Set exercise 1
In the passage on Walzer's argument and Al Qaeda combatants, what acts does it say Al Qaeda soldiers commit against innocents?
Set exercise 2
In the passage on Walzer's argument and Al Qaeda combatants, what does Luban call the fragmented U.S. approach in Afghanistan?
Set exercise 3
Resume the passage on Walzer's argument and Al Qaeda combatants, picking up right after its final sentence.
┌─ Text segment
Clearly, Walzer’s argument eliminates immediately the type of terrorist who attacks innocents.  Premise 5 evokes the rules of war as an initial sorting device, and it seems fair to say that soldiers of Al Qaeda who hijack planes, blow themselves up in crowded marketplaces, and perpetrate other similar acts of violence against innocents obviously break the rules of war, and thus forfeit their status and rights as legitimate combatants.  There is no moral obligation to offer benevolent quarantine to suicide terrorists, as they obviate their moral equality as combatants by targeting the very people that legitimate combatants are morally charged to protect.

The tougher question, though, is how Al Qaeda foot soldiers figure in to this moral calculus.  The U.S. has taken an approach in Afghanistan whereby these types are categorized by some kind of ideology measurement; if sympathetic to Al Qaeda, classify as unlawful combatant and afford no rights.  If aligned with Taliban, classify as combatant and afford rights.   Luban describes this fragmented approach as a hybrid war-law technique, where U.S. authorities combine elements of wartime justice with those of peacetime law enforcement.  Simply put, it means that the technique is to first consider these individuals “soldiers” in some sense in order to be able to hunt, attack, and kill them through standard combat operations and the full use of military forces.  Additionally and importantly, adopting the warfighting paradigm means a wartime attitude toward “collateral damage” on the battlefield can apply, whereby circumstances that result in the death of noncombatants and the destruction of civilian infrastructure, for example, is acceptable though regrettable when it is unavoidable and unintended. Once captured, the law enforcement model is then adopted to provide a legal justification for denying them any rights they might have as soldiers.  By calling them “unlawful combatants” based on, among other things, their lack of both a legitimate harboring state and clearly defined uniforms and insignias, the subsequent ability to both interrogate and confine them without impediment is greatly enhanced.  “By selectively combining elements of the war model and elements of the law model,” Luban asserts, “Washington is able to maximize its own ability to mobilize lethal force against terrorists while eliminating most traditional rights of a military adversary, as well as the rights of innocent bystanders caught in the crossfire.”[10]

Though not clearly articulated by U.S. authorities, one might argue that the moral basis for the legal minuet described above might be roughly stated this way: these soldiers, though they fought conventionally and in accordance with the rules of war, are ultimately aligned with an illegitimate and inherently evil cause that seeks the intentional murder of innocents to further its goals.  This means that when they resist apprehension by force, they are murderers when they kill our soldiers.  This very obviously makes them the wholesale “enemies of  civilization,”[11] and the worst sort of criminals.  In short, they are “bad guys” who need to be locked up and the keys thrown away.  Granting them rights runs the risk of granting them some degree of ability to continue to wreak havoc against the peaceful world.
└─
┌─ Data section
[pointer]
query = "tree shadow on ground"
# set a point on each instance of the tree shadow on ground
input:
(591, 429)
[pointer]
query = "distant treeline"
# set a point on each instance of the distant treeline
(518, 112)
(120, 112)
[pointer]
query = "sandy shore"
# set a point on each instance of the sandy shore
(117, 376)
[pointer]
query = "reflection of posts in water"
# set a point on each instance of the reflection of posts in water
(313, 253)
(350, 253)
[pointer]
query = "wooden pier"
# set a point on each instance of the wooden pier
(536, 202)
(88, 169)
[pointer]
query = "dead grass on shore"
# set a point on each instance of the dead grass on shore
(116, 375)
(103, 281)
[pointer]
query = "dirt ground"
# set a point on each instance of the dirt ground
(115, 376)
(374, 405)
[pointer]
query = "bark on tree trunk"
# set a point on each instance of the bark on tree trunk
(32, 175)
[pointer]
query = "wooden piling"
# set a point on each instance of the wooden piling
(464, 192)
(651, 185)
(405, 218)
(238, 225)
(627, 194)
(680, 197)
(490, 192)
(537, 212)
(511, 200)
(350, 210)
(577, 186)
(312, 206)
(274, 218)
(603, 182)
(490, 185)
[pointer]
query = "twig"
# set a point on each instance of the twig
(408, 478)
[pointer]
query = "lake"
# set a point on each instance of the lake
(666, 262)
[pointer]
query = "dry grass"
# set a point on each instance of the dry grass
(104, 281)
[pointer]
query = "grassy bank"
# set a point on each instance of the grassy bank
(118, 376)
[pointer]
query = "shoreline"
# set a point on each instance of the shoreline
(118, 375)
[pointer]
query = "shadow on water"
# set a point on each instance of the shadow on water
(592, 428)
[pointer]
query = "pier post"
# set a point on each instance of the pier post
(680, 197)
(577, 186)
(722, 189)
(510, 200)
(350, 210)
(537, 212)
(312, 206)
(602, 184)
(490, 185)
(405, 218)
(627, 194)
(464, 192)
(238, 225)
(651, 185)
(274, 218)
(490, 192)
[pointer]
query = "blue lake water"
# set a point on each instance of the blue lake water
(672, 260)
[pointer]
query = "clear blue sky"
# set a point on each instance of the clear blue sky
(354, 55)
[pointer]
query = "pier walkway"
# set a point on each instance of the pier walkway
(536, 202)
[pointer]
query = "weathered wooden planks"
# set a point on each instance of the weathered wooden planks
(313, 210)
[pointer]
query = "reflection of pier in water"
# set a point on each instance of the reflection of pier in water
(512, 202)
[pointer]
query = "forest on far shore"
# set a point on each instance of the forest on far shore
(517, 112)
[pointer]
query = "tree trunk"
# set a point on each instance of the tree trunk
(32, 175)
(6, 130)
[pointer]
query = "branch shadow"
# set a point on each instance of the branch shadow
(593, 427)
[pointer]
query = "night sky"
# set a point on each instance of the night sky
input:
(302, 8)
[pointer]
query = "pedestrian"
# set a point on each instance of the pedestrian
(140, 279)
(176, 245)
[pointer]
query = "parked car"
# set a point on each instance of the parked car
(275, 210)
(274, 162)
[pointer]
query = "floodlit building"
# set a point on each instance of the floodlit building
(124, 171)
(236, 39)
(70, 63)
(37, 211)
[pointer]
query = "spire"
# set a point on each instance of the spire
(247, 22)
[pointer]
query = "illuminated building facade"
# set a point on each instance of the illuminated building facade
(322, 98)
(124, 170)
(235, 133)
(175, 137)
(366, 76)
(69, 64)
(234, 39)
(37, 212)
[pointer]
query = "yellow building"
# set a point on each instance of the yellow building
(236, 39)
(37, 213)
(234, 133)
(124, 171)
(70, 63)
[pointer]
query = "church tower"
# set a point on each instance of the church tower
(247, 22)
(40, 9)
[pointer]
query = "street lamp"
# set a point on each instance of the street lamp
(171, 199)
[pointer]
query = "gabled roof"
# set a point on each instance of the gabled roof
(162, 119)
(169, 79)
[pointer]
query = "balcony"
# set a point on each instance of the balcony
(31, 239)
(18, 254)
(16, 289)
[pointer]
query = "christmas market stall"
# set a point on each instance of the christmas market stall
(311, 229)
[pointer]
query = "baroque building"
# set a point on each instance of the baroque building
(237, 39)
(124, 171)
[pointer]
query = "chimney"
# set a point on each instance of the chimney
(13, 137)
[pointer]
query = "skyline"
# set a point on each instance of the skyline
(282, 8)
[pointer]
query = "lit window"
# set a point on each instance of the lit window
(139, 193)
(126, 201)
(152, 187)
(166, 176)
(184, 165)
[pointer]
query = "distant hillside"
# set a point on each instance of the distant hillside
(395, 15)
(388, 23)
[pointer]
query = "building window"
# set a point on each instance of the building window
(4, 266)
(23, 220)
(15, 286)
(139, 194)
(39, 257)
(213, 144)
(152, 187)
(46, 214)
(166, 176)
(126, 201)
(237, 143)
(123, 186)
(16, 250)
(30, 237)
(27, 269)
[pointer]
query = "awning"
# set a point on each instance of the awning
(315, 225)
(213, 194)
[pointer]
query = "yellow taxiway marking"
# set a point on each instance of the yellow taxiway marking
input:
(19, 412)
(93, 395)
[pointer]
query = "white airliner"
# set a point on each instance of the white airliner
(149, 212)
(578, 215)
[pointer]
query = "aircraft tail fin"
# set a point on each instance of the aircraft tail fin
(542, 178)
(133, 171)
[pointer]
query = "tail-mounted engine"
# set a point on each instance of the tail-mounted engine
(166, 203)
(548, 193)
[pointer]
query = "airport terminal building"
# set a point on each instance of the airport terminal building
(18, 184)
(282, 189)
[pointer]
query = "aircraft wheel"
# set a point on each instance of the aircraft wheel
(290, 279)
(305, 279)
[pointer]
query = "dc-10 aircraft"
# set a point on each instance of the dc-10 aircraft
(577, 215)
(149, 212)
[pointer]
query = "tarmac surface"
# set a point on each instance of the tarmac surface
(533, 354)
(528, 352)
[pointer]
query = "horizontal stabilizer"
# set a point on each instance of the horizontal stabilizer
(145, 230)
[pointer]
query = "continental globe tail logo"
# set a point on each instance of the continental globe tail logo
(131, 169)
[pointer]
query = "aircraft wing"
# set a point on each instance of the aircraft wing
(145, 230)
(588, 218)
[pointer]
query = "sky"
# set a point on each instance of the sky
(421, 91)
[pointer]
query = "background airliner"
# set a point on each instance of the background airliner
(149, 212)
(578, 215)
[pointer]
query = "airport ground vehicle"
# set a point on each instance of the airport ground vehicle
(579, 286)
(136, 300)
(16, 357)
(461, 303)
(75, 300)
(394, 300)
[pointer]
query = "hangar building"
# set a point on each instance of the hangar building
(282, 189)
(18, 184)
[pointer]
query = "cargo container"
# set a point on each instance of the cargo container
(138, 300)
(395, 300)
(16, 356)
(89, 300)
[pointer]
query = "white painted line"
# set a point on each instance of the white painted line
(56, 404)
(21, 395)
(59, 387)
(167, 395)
└─
Exercise response 1
They hijack planes, blow themselves up in crowded marketplaces, and perpetrate other similar acts of violence against innocents.

Exercise response 2
He calls it a hybrid war-law technique.

Exercise response 3
The allegation about the legitimacy of Terrorism as a sponsoring entity for soldiers is an important point, though one for which a thorough discussion appeals more directly to the jus ad bellum dimension of Just War Theory, and is beyond the scope of this paper. A comment worth mentioning, however, is that any questions leveled at the notion of Terrorism being a “state-like” entity must also call into question the ability of “real” states to declare and wage war (in the fullest sense of the term) on such more closely resemble criminal conglomerations, and are more appropriately addressed from within the boundaries of traditional law enforcement.  Or, to borrow a Hollywood analogy, you ought not use the Marines to take out the Sopranos. 

The argument I want to advance here rather centers on the problem that the U.S.’s “soldier-then-criminal” approach creates on the jus in bello level.  Specifically, what is troubling about this line of reasoning is that it very obviously incorporates a judgment about the criminality of the “cause” of terrorism into a rights-assessment of these soldiers, and hence violates the Walzerian imperative about moral equality.  It fails to distinguish the rule-adhering type of Al Qaeda soldier from the innocent-murdering type.  Worse yet, it includes in its judgment some type of potentiality assessment, where guesses are made about what these soldiers could someday become if left unattended.   In some ways, the expediency that this policy accedes to is reminiscent of Walzer’s example of “sliding scale” justice, where the greater the perceived need is for victory, the more bendable the rules can become.  In other words, it’s not just that these Al Qaeda are bad men; they are bad men that are part of a terribly bad cause, and one that it is vitally urgent to defeat.  Thus, quashing their rights as soldiers by fiat rather than moral or legal principle is appropriate—and justified. [12]

Judging these soldiers inside a larger judgment about the justness of their cause clearly violates Just War Theory’s prescription against the requirement for jus ad bellum/jus in bello distinction.  Soldiers enjoy a moral equality provided they, as Walzer puts it, “fight well.”  His assertion is that we judge soldier apart from the justice of the cause they fight for because

 

            …the moral status of individual soldiers on both sides is

            very much the same: they are led to fight by their loyalty

            to their own states and by their lawful obedience.  They

            are most likely to believe that their wars are just, and while

            the basis of that belief in not necessarily rational inquiry

            but, more often, a kind of unquestioning acceptance of

            official propaganda, nevertheless they are not criminals;

            they face each other as moral equals. [13]

 

 

Opposing soldiers have every right to want to kill their opponents, and cannot be called murderers provided that in doing so they, as Walzer terms it, “fight well,” or abide by the rules of war.  It is after all a common task of all soldiers—to defeat, and if necessary as part of that process, kill the soldiers from the force that opposes them.  To deny this based on a subjective assessment of the cause of those soldiers’ war—a cause that they do not choose—is to deny them the very role that they are called—and in most cases coerced—to fill.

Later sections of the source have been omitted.